Reproduce all the entries exactly and keep the pictures out.

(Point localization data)
::::::::::
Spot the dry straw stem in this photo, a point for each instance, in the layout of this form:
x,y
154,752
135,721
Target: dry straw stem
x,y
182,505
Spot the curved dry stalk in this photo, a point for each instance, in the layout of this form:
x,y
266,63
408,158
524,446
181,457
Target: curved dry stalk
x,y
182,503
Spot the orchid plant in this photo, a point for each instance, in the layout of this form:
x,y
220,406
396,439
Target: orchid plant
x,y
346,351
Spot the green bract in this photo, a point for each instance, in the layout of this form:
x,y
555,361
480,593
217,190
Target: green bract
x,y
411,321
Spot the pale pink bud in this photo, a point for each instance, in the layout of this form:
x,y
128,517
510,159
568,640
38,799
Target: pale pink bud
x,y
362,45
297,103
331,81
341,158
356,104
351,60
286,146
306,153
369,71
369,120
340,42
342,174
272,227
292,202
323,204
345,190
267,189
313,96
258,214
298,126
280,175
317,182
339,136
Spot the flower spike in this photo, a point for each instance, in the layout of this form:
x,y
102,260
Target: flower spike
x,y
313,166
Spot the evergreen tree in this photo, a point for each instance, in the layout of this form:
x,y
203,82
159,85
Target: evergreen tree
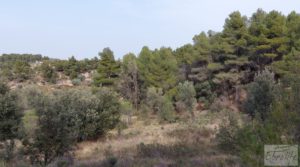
x,y
108,69
10,120
268,39
293,25
158,68
235,33
129,79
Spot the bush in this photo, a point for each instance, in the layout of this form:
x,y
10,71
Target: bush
x,y
160,104
65,117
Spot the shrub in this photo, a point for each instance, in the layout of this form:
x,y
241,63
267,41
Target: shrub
x,y
160,104
65,117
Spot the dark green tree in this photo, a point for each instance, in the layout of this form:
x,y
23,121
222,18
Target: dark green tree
x,y
158,68
108,69
293,25
260,95
235,33
48,72
10,120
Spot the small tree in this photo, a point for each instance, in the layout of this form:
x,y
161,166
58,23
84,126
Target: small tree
x,y
108,69
260,94
186,95
10,120
129,79
48,72
57,128
65,117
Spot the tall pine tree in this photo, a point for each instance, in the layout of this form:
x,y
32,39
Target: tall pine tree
x,y
108,69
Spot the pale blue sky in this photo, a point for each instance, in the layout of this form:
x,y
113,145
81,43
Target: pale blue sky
x,y
61,28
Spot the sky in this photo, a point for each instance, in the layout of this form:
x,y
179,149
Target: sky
x,y
82,28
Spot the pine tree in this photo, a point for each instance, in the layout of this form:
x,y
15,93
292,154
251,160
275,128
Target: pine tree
x,y
10,120
108,69
293,25
268,36
235,33
158,68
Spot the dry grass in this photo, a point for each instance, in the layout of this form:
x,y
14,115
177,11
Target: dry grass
x,y
135,134
149,143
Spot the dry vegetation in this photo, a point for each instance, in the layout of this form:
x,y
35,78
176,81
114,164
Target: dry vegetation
x,y
150,143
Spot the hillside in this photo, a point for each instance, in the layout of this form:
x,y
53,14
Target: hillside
x,y
215,102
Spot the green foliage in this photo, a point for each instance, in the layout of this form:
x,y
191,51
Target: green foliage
x,y
10,120
268,36
186,95
160,104
260,94
22,71
65,117
129,81
235,33
108,69
29,58
158,68
48,72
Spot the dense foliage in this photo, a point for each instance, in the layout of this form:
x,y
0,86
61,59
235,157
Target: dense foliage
x,y
214,68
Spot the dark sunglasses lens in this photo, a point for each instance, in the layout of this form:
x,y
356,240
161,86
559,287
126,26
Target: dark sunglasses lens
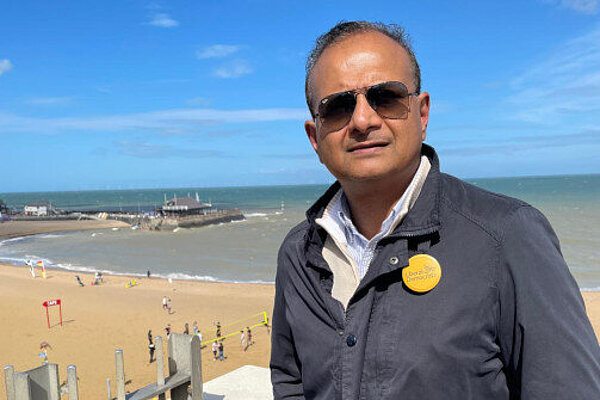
x,y
336,111
389,99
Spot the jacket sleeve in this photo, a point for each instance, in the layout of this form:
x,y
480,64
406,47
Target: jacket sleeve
x,y
286,373
548,345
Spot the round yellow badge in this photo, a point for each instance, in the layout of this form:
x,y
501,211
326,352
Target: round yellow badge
x,y
422,274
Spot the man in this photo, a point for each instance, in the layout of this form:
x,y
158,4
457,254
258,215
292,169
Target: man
x,y
406,283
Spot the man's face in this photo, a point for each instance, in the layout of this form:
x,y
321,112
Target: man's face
x,y
369,147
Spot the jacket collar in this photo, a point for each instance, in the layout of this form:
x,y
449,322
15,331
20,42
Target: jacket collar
x,y
423,218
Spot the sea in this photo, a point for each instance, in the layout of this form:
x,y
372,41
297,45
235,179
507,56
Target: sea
x,y
246,251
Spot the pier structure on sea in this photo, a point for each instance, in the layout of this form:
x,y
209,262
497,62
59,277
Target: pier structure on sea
x,y
183,382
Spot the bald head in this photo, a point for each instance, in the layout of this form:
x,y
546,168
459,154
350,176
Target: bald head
x,y
345,30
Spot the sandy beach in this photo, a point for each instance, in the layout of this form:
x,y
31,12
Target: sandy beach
x,y
25,228
101,319
104,318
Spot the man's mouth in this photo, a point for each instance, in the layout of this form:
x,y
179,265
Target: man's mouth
x,y
366,147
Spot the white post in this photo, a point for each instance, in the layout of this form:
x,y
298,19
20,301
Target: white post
x,y
9,380
120,369
196,369
72,382
160,361
108,389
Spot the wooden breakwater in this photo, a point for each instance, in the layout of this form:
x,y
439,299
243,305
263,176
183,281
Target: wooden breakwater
x,y
160,222
183,382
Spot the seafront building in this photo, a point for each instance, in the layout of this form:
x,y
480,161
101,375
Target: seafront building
x,y
40,208
184,206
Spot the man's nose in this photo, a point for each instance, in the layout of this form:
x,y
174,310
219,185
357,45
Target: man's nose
x,y
365,118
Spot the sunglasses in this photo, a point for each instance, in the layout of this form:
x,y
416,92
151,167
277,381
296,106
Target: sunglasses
x,y
388,99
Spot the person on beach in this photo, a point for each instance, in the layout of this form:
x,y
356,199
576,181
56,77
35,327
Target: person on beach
x,y
78,279
215,349
405,282
44,346
249,336
221,351
29,263
151,347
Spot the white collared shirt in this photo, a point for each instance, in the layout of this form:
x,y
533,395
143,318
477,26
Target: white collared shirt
x,y
337,221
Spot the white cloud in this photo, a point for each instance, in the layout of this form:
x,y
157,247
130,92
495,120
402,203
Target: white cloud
x,y
563,85
5,66
200,101
581,6
139,149
234,69
163,21
48,101
165,122
217,51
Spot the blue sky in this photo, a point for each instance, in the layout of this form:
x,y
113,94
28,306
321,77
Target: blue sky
x,y
142,94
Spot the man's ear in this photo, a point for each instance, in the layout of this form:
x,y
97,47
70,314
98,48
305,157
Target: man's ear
x,y
311,131
424,107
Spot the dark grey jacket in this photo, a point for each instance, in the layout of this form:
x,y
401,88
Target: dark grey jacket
x,y
506,321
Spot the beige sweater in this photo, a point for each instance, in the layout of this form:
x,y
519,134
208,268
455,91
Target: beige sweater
x,y
343,266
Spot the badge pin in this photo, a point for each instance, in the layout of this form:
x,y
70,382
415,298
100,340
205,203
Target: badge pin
x,y
422,274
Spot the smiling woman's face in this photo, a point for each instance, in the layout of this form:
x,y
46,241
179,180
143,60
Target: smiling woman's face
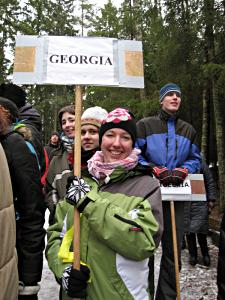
x,y
68,124
116,144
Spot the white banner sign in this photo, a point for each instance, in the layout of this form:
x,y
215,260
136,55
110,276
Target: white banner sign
x,y
78,60
192,189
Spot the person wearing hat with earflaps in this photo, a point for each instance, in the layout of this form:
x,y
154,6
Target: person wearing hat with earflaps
x,y
121,220
61,165
170,150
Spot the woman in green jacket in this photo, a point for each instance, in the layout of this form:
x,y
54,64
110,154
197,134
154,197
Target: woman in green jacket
x,y
121,220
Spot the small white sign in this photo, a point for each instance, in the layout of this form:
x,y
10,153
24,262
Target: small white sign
x,y
78,61
192,189
182,192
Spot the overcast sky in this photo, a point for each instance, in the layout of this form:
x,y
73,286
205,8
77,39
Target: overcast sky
x,y
101,3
::::::::::
YOUR SOLUTION —
Spot the dry straw stem in this photo, a point for each instance, in the layout of this form:
x,y
154,752
135,721
Target: dry straw stem
x,y
182,505
Spot the curved dry stalk in this photo, a point for each instance, in the layout of this form:
x,y
266,63
408,158
524,446
181,457
Target: curved dry stalk
x,y
182,503
Spot the orchid plant in this photo, a point for each instance, in the layout of this form:
x,y
220,406
396,439
Target: orchid plant
x,y
346,351
Spot the green bract in this photo, a point for each instance, in the layout of this form:
x,y
555,361
480,593
217,190
Target: green bract
x,y
411,321
Spot the pale pink bud in this photo, a point for each instance, in the layout of this form:
x,y
128,517
510,159
568,640
38,799
Target: pale pink bud
x,y
362,45
297,103
331,81
341,158
356,104
351,60
286,146
306,153
369,71
369,120
340,42
342,174
272,227
292,202
323,204
345,190
267,189
313,96
258,214
298,126
280,175
317,182
339,136
Spot the flower spike in this photo, a point for each instance, in the layout of this form:
x,y
102,260
Target: flower spike
x,y
313,166
Spot the evergreen tree in this photo, a point for each instance, in the layout of this form:
x,y
203,82
159,85
Target: evergreen tree
x,y
108,69
10,120
268,39
293,25
158,68
235,33
129,79
Spot the bush in this photo, a point for each instance, in the layout of this form:
x,y
10,71
Target: bush
x,y
160,104
65,117
Spot the shrub in this photo, a point for each instance, in the layout of this form:
x,y
241,63
267,41
Target: shrub
x,y
160,104
65,117
Spot the dark green tree in this photo, a point for each instance, in the layout of this form:
x,y
23,121
222,18
Target: dark green tree
x,y
158,68
108,69
293,25
260,95
235,33
48,72
10,120
Spot the small tree in this photo, a point for each instance, in the layout of this form:
x,y
161,166
58,23
84,126
Target: small tree
x,y
108,69
260,94
186,95
10,120
129,79
48,72
57,128
65,117
Spot the tall pine tree in this photo, a point for each instance, in the layout of this form:
x,y
32,39
Target: tall pine tree
x,y
108,69
Spot the pale blue sky in this photo, a point for each instance, in the layout of this form:
x,y
113,145
81,43
Target: pale blue sky
x,y
61,28
Spot the sky in this photo, a point for each instance, in the layout of this form:
x,y
179,149
Target: sky
x,y
82,28
Spot the pine tree in this photo, a point for each instance, in the layout of this form:
x,y
15,93
292,154
251,160
275,128
Target: pine tree
x,y
10,120
108,69
293,25
268,36
235,33
158,68
Spot the dry grass in this photo, a point for each instance, in the layout of this form:
x,y
14,115
177,11
Target: dry grass
x,y
135,134
149,143
Spot the dry vegetation in this photo, a point for each instance, in the layout of this form:
x,y
35,78
176,81
114,164
Target: dry vegetation
x,y
150,143
Spot the hillside in this photo, a point for each instance, in the layout of this form:
x,y
53,14
Target: hillside
x,y
215,102
Spot the green foliage in this photo, a point for each instance, in the layout of this form:
x,y
191,51
Target: green foliage
x,y
10,120
268,36
186,95
160,104
260,94
22,71
65,117
129,81
235,33
108,69
29,58
158,68
48,72
Spot the dense foliage in this photo, a point for each instance, in the layout of this form:
x,y
0,86
61,59
235,157
Target: dense foliage
x,y
214,68
Spot the dark sunglasses lens in this photo, a point for each instance, in the layout of this form:
x,y
356,240
161,86
559,287
126,26
Target: dark sunglasses lens
x,y
336,111
389,99
Spot the jacket sleeve in this photo, a point for each instance, in the layout of this form:
x,y
480,64
406,47
Target: jacket sleeve
x,y
286,373
548,345
Spot the round yellow badge in this photo, a point for each instance, in the layout of this form:
x,y
501,211
326,352
Target: round yellow badge
x,y
422,274
Spot the man in this photo, a point for each instance, in the layout of this form:
x,y
158,4
457,254
258,215
292,169
Target: man
x,y
406,283
Spot the man's face in this photo, a point for each instance, in the layout of this form:
x,y
321,112
Target: man's face
x,y
369,147
Spot the jacket collar in this photo, a point for each instance, in the layout of this form:
x,y
449,322
15,331
20,42
Target: jacket collar
x,y
423,218
Spot the sea in this photo, a point for each instance, in the layout of this form:
x,y
372,41
297,45
235,179
507,56
Target: sea
x,y
246,251
Spot the pier structure on sea in this photo, a point for each instance, in the layout of this form:
x,y
209,262
497,62
59,277
Target: pier structure on sea
x,y
183,382
Spot the bald head in this photo, a point for each instance, in the layout of this form:
x,y
546,168
459,154
350,176
Target: bald head
x,y
345,30
Spot the sandy beach in this photo, a point for each instance, in the layout of this form:
x,y
31,12
Target: sandy beach
x,y
25,228
101,319
104,318
Spot the man's mouth in this photo, a point for each instance, in the layout of this form:
x,y
179,265
Target: man's mouth
x,y
366,147
Spot the white post in this photo, a point for each instance, in the layout of this form:
x,y
298,19
20,301
Target: white post
x,y
9,380
120,369
196,369
72,382
160,361
108,389
Spot the wooden breakwater in this photo, a point for each instance, in the layout of this form:
x,y
439,299
243,305
263,176
183,281
Target: wooden breakwater
x,y
160,222
183,382
Spot the seafront building in this photo, a point for each instance, in the layout of this form:
x,y
480,161
101,375
Target: seafront building
x,y
40,208
184,206
Spot the man's nose in this photo, a point for each instance, in the layout of this form:
x,y
174,310
219,185
357,45
Target: man's nose
x,y
365,118
Spot the sunglasses in this photo, a point for each instance, in the layout of this form:
x,y
416,92
151,167
277,381
296,106
Target: sunglasses
x,y
388,99
Spot the person on beach in this photo, a point for each instance, in the layout of this form:
x,y
356,199
576,181
56,77
35,327
Target: person on beach
x,y
78,279
215,349
405,282
44,346
249,336
221,351
29,263
151,347
Spot the white collared shirt in this photo, a point for each instance, in the layout of this form:
x,y
533,395
143,318
477,26
Target: white collared shirt
x,y
337,221
Spot the white cloud in this photo, a point for each instance, in the layout of this form:
x,y
157,247
130,92
495,120
402,203
Target: white cloud
x,y
563,85
5,66
200,101
581,6
139,149
234,69
163,21
48,101
165,122
217,51
Spot the blue sky in this photo, a point for each instance, in the layout of this form:
x,y
113,94
28,306
321,77
Target: blue sky
x,y
142,94
Spot the man's ear in this photo, a point for each instance, in the layout of this form:
x,y
97,47
70,314
98,48
305,157
Target: man's ear
x,y
311,131
424,107
Spot the dark grey jacket in this photo, a point for each instance, in the layout of this form:
x,y
401,88
Target: dark grey jacket
x,y
506,321
Spot the beige sweater in this photo, a point for each instance, in the layout of this form:
x,y
519,134
208,268
455,91
Target: beige sweater
x,y
343,266
Spot the badge pin in this photo, a point for each instance, in the layout of this form:
x,y
70,382
415,298
100,340
205,203
Target: badge pin
x,y
422,274
Spot the smiling woman's face in this photo, a point for each instance, in the layout of this form:
x,y
46,241
179,180
143,60
Target: smiling woman's face
x,y
68,124
116,144
Spot the white banner sign in this photo, a point for each instance, in the layout of this form:
x,y
215,260
136,55
110,276
Target: white banner sign
x,y
78,60
192,189
Spot the person wearing hat with earflaps in this photo, a point for each instance, in the layout of this form:
x,y
154,6
Target: person wearing hat with earflaps
x,y
121,220
61,165
170,150
Spot the woman in green jacket in this photo, a point for each instance, in the layout of this form:
x,y
54,64
110,154
197,134
154,197
Target: woman in green jacket
x,y
121,220
Spot the small white sign in this photo, a point for each instance, in the layout of this form:
x,y
10,153
24,262
Target: small white sign
x,y
78,61
192,189
182,192
Spot the overcast sky in this photo, a point for each instance, in the layout of this form:
x,y
73,286
205,8
77,39
Target: overcast sky
x,y
101,3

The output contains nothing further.